====== Textauszug ======

Editorial

Verleger sein ist wunderbar, wenn…

Aus: fachbuchjournal Ausgabe 5/2017

Der Schauspieler, Dokumentarfilmer und Buchautor Hannes Jaenicke ist prominent. Für sein Engagement hat er zahlreiche Preise erhalten. Seine drei Bücher mit den drastischen Titeln „Wut allein reicht nicht“, „Die große Volksverarsche“ und – dieses Jahr neu – „Wer der Herde folgt, sieht nur Ärsche“ eroberten jedes Mal die SPIEGEL-Bestsellerlisten. Die Bücher und auch sein Engagement finden aber keineswegs ungeteilte Zustimmung. Er sei der „Indiana Jones der Mülltrennung“, der „Affen-Versteher“, der „Vielflieger gegen den Klimawandel“. Das neue Buch mit dem Untertitel „Warum wir dringend Helden brauchen“ sei, so Deutschlandfunk Kultur, eine „Mischung aus Gemeinplätzen und Kalendersprüchen“ – und ziemlich belanglos.

Das wollte ich dann doch genauer wissen. Und auch wenn ich über die recht deftige Ausdrucksweise im Buch manches Mal gestolpert bin: die vielen kleinen Beispiele für das, was Hannes Jaenicke als alltägliches Heldentum beschreibt, das meist „unter Ausschluss der Öffentlichkeit“ stattfindet, mögen zwar gemeinhin bekannt sein, sie haben mich aber trotzdem zu neuem Nachdenken angeregt. Und sie machen Mut zum Querdenken, zu Individualität und Eigensinn, zum Ausscheren aus den Erwartungen und zum Ausscheren aus der Herde. „Wir brauchen Weltverbesserer und Gutmenschen!“, sagt Hannes Jaenicke dazu und ist sich bewusst, dass diese Charakterisierungen in Deutschland nicht unbedingt Komplimente sind.

Alle meine Fragen im fachbuchjournal-Interview hat Hannes Jaenicke bereitwillig beantwortet. Seine Argumente überzeugen mich. Ich finde ihn authentisch. Lesen Sie selbst.

Wie in jeder Ausgabe des fachbuchjournals gibt es wieder viele weitere Themen. Besonders beeindruckend finde ich den Text von Bundesministerin a.D. Prof. Dr. Däubler-Gmelin über die Beteiligung der Justiz am Staatsterror der Nazis und das Verschweigen, das Vertuschen und das Nichtaufarbeiten dieses unrühmlichen Kapitels im Nachkriegsdeutschland.

====== Datenauszug ======

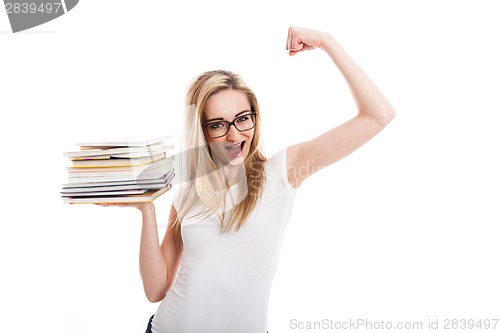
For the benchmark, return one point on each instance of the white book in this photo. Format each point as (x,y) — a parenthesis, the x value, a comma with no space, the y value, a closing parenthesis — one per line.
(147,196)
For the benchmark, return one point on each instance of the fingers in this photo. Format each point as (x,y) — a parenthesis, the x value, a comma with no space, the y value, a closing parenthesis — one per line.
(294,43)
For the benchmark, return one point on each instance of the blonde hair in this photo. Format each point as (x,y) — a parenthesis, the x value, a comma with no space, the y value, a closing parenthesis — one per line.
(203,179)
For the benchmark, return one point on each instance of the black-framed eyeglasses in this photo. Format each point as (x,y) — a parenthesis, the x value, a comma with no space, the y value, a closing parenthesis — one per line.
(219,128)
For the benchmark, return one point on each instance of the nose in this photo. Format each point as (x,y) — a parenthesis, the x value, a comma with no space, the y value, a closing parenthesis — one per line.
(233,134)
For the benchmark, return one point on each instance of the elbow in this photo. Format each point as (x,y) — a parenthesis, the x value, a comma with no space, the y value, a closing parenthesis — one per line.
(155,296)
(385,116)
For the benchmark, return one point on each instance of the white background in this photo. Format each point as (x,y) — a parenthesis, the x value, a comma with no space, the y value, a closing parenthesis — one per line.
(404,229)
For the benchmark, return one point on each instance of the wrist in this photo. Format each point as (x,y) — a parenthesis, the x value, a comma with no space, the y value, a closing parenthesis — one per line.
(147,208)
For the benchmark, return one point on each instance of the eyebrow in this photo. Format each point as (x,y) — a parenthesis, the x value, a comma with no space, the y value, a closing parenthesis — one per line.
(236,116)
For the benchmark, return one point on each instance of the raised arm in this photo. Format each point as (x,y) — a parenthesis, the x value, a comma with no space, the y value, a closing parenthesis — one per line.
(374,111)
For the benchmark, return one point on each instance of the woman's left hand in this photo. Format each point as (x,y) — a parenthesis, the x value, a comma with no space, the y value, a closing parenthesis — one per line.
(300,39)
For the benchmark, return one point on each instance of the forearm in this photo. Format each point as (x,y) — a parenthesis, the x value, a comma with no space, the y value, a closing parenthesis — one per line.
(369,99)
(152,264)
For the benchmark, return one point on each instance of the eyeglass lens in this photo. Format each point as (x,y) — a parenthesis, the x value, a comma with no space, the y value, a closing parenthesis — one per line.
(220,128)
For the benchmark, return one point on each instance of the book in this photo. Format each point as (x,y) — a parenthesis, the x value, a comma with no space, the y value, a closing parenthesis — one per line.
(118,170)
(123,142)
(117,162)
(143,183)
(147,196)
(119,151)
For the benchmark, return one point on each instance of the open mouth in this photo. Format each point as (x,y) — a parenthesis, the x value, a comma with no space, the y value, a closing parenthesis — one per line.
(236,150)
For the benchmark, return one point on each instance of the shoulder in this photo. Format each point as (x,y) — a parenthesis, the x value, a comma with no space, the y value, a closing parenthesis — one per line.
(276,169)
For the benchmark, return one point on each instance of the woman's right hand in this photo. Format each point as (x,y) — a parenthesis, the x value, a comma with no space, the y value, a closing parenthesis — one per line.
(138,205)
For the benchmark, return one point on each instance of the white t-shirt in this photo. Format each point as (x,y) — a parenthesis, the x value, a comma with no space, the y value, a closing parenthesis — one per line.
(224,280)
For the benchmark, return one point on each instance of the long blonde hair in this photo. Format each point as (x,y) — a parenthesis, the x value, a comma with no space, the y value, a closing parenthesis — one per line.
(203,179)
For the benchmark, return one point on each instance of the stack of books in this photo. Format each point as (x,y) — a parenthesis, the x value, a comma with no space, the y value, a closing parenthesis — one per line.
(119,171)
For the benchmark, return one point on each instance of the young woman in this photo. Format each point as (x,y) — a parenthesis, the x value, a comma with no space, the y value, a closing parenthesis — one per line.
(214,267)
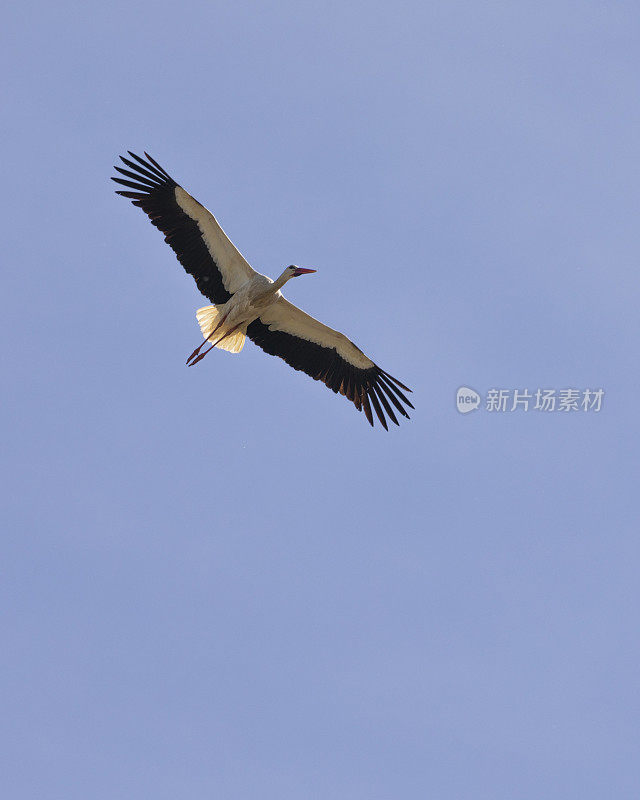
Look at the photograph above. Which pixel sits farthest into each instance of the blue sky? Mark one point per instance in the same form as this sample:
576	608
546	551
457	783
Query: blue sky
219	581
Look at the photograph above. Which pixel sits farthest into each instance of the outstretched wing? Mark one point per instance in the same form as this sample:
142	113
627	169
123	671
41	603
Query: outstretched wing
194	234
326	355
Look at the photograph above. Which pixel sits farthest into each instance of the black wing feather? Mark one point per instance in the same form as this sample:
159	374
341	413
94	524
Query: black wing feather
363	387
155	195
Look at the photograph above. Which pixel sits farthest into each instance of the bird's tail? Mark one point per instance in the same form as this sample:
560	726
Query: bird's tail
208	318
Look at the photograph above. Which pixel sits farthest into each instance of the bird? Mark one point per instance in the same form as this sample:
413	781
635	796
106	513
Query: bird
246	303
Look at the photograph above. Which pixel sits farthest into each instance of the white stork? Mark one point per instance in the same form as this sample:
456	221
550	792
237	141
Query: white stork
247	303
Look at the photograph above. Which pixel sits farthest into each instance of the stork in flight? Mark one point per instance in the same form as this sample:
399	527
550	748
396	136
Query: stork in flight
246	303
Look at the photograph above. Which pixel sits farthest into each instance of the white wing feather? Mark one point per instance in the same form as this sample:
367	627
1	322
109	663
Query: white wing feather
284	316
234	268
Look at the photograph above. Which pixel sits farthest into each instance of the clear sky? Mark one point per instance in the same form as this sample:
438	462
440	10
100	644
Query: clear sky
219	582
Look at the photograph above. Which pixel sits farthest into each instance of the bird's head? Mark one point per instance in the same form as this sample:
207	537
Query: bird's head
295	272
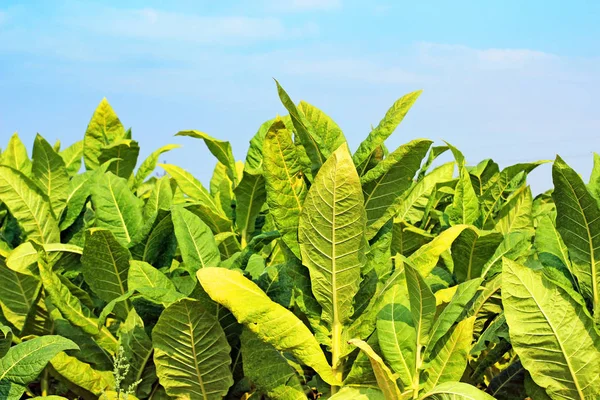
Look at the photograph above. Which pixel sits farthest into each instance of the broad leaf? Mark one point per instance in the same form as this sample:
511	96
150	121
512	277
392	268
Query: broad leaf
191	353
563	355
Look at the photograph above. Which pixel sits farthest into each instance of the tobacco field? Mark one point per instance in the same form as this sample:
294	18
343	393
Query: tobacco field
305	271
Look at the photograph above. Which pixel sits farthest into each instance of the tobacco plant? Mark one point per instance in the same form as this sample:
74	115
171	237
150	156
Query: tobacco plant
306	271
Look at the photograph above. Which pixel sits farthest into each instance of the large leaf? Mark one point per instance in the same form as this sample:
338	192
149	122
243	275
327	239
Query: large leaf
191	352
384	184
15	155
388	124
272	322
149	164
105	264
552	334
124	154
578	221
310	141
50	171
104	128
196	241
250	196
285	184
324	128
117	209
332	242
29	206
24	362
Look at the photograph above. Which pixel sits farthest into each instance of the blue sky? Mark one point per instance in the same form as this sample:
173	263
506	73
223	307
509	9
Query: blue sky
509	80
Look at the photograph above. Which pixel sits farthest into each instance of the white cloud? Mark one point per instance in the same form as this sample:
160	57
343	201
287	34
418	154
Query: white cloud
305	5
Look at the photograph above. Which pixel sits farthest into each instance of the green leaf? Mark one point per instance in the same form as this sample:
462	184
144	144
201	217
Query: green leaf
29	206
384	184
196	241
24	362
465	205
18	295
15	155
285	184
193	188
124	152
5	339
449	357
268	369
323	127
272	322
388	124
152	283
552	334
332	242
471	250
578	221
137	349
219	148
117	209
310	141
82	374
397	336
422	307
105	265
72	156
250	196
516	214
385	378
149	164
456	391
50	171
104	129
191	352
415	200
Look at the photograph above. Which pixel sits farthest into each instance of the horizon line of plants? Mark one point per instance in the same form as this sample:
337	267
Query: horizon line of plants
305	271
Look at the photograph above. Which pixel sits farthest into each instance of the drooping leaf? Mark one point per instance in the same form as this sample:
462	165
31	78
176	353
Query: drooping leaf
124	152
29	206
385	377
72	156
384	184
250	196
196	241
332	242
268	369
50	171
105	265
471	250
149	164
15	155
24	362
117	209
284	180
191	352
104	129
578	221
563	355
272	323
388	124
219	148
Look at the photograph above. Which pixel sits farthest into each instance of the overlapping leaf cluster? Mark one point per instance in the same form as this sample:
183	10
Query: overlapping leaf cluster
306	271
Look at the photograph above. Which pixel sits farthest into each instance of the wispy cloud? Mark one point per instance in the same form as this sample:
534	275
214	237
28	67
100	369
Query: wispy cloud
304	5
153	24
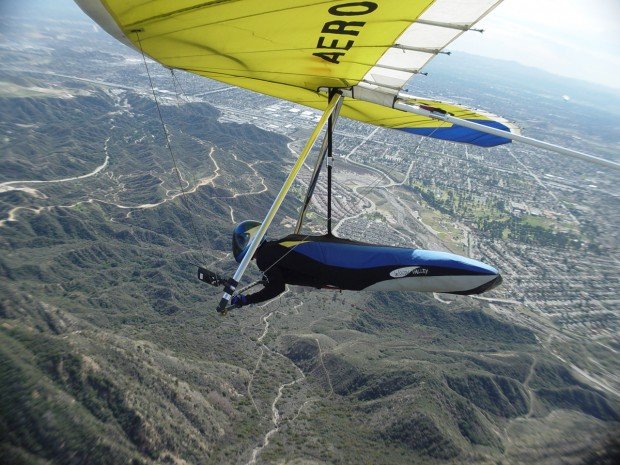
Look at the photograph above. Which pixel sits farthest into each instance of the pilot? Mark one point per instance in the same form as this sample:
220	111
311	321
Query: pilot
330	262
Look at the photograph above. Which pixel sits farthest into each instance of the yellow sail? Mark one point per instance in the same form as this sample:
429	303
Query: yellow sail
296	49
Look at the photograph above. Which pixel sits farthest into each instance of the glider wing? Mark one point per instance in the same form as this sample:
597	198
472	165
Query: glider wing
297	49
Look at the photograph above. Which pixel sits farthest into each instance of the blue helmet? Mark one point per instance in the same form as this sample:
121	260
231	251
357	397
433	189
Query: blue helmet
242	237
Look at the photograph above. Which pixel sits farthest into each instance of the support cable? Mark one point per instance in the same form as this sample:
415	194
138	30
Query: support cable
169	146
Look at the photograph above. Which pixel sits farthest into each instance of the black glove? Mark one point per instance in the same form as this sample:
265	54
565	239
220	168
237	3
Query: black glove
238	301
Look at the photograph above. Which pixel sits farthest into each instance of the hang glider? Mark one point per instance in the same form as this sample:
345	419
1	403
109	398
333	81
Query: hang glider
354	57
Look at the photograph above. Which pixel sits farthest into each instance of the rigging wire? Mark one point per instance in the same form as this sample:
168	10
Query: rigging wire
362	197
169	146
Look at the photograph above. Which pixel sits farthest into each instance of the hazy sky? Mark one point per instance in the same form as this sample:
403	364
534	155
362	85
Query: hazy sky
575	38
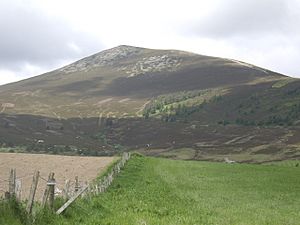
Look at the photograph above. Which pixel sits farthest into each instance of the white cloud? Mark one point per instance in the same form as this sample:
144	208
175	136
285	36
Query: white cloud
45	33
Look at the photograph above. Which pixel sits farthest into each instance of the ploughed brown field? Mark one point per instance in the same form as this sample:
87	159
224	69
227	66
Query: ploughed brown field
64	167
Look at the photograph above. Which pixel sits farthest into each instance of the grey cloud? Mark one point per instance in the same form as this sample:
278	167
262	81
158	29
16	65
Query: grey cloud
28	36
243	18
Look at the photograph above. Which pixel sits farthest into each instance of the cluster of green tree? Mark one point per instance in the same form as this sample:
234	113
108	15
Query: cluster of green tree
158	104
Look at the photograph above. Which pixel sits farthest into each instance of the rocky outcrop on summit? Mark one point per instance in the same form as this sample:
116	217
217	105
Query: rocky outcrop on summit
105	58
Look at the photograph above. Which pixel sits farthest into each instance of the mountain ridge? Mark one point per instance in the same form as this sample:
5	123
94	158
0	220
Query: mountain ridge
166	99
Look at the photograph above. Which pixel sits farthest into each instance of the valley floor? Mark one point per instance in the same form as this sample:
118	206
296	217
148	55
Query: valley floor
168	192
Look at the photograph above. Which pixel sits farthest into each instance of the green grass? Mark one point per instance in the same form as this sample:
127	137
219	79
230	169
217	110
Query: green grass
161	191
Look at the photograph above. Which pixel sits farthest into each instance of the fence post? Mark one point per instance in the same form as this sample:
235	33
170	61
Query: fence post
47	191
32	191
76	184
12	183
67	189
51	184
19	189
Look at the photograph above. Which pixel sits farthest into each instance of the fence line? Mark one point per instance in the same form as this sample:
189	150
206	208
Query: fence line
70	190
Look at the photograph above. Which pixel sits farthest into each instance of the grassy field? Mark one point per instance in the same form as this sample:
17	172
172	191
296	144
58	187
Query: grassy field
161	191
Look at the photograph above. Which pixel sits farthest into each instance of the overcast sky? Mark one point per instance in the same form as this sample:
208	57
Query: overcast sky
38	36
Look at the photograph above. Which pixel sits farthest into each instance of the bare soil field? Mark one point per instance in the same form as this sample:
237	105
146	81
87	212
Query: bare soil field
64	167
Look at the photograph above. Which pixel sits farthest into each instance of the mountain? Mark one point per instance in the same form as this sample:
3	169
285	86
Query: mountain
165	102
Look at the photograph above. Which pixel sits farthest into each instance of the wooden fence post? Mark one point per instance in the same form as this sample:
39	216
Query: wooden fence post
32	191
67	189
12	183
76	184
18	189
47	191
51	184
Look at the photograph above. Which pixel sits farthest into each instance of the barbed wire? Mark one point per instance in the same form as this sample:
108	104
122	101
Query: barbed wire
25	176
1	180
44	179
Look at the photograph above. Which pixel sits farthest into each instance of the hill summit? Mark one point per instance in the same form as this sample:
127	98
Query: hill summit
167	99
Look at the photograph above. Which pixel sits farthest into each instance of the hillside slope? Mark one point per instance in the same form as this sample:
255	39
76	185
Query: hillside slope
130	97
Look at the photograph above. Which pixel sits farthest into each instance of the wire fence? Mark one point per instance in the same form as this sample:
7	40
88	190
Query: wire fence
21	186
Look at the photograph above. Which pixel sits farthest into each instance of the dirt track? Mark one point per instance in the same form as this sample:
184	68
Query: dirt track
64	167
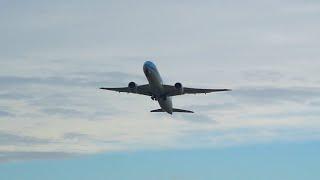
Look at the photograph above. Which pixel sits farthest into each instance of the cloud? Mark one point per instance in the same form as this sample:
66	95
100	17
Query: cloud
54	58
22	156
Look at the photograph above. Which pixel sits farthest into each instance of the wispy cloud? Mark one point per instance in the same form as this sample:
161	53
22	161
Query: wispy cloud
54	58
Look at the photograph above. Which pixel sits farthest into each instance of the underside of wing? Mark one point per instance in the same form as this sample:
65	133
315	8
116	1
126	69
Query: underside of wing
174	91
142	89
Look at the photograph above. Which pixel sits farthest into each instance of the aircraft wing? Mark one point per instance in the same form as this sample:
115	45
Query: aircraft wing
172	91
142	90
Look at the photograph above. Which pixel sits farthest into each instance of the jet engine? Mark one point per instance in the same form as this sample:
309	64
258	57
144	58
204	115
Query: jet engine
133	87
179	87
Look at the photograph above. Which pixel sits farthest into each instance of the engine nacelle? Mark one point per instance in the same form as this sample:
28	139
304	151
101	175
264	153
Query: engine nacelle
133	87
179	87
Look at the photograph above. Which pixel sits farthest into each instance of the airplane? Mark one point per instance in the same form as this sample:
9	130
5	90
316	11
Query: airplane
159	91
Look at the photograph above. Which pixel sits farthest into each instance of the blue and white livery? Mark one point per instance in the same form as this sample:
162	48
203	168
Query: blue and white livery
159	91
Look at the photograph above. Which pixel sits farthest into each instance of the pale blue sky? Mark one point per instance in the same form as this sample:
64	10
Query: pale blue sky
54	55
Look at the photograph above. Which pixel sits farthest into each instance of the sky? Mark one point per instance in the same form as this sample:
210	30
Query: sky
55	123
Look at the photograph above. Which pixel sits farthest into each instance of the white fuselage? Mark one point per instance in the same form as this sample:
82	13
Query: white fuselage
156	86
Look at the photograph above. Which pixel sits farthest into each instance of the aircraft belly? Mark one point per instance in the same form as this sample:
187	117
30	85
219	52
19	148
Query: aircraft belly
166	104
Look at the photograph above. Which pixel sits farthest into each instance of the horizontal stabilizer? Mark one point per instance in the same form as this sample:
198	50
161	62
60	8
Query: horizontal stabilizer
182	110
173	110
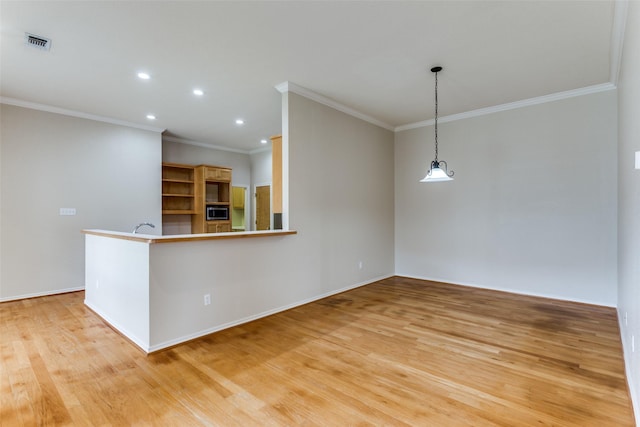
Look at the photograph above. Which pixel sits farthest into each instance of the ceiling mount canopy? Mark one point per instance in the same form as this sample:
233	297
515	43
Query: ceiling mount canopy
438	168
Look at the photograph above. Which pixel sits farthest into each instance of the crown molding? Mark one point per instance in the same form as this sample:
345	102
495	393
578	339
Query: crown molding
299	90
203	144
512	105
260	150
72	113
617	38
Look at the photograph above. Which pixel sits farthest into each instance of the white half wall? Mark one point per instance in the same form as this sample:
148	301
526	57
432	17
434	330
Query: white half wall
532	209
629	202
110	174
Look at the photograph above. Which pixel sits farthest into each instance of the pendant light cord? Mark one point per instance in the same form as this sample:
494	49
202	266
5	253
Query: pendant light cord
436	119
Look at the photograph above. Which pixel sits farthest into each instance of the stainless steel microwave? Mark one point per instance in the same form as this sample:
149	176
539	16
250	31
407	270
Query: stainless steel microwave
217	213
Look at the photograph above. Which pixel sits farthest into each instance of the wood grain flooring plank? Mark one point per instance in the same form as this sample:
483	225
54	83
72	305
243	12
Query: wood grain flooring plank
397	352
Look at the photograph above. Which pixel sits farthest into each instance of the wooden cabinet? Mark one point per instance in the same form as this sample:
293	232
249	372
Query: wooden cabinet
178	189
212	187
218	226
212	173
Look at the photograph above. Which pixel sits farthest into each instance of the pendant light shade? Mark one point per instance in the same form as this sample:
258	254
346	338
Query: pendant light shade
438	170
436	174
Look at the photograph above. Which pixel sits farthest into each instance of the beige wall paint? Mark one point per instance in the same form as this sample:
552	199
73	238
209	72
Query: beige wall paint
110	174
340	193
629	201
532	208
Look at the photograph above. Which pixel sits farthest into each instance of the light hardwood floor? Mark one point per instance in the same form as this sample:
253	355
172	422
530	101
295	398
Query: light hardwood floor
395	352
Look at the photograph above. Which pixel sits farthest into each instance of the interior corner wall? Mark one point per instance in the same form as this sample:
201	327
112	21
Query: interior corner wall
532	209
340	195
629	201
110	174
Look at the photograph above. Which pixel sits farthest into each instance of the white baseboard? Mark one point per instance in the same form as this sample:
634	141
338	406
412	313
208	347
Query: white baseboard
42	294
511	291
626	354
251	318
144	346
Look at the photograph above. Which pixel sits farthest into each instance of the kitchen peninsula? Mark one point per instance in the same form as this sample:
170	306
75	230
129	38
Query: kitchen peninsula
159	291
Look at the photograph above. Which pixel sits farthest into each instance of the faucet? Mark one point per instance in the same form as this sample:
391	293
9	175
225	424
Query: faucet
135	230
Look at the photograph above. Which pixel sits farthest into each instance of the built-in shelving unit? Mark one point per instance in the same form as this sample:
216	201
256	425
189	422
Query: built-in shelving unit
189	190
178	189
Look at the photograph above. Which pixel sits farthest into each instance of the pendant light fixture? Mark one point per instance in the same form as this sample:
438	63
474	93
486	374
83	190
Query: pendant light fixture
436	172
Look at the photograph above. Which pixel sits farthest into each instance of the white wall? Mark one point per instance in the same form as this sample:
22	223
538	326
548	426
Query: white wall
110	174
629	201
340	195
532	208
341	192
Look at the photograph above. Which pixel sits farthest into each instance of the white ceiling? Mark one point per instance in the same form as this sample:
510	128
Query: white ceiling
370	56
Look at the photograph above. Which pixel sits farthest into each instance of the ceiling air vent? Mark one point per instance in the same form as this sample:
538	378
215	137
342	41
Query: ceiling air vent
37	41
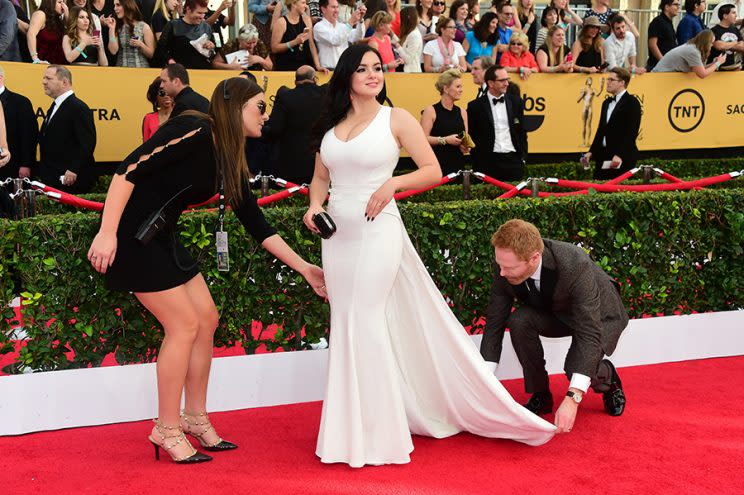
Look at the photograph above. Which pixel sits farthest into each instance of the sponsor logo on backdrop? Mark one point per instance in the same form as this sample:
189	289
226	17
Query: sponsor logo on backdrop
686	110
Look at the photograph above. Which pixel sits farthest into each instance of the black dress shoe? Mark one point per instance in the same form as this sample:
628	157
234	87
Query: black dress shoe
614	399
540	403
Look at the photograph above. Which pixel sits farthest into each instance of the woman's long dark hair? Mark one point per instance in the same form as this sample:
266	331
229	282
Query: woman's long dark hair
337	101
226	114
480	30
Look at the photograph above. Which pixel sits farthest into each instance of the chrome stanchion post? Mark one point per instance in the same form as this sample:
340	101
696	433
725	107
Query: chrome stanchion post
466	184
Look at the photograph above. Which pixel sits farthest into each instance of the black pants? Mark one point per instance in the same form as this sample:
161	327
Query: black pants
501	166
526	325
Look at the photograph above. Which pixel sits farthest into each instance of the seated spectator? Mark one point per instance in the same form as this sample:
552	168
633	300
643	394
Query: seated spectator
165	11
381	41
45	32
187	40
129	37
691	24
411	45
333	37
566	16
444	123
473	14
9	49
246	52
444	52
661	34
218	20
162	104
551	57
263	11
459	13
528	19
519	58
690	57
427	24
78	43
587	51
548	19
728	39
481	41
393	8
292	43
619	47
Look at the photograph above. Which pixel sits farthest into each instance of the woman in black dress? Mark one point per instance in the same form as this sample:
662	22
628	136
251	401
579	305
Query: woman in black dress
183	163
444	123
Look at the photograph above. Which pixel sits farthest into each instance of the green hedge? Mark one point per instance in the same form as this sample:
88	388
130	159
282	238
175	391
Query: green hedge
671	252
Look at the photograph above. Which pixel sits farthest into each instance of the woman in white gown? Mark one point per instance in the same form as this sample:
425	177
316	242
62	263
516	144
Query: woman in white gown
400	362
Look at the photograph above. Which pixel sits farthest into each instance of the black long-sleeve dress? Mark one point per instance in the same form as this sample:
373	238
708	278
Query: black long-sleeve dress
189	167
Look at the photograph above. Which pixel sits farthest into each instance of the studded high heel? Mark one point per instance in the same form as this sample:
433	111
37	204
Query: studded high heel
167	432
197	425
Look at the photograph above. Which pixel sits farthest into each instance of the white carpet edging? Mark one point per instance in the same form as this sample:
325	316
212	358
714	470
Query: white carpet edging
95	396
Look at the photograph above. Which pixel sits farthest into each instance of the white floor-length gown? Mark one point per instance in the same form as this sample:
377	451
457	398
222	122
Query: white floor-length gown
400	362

======

Nenne alle Titel von Büchern Hannes Jaenickes, die der Textauszug aufführt. Die Datensätze braucht man zur Bearbeitung nicht.

=== Lösung ===
„Wut allein reicht nicht“, „Die große Volksverarsche“, „Wer der Herde folgt, sieht nur Ärsche“